# Exercise requirements
Gather every line of the records below that contains the string "Target", and copy each one in full.

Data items

+-------+

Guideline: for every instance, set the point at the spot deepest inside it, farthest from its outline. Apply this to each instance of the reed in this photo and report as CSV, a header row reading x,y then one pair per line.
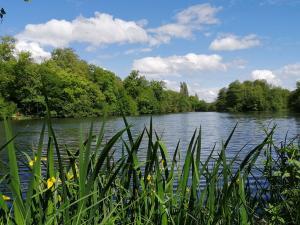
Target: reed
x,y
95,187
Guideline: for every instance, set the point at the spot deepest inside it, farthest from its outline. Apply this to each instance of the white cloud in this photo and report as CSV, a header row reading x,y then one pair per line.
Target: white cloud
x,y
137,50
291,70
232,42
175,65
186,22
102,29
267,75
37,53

+-------+

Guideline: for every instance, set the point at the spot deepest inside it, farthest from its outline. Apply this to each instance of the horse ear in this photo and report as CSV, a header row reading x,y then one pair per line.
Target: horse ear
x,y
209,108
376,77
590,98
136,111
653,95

+-------+

# Exercise response
Target: reed
Target: white cloud
Target: horse ear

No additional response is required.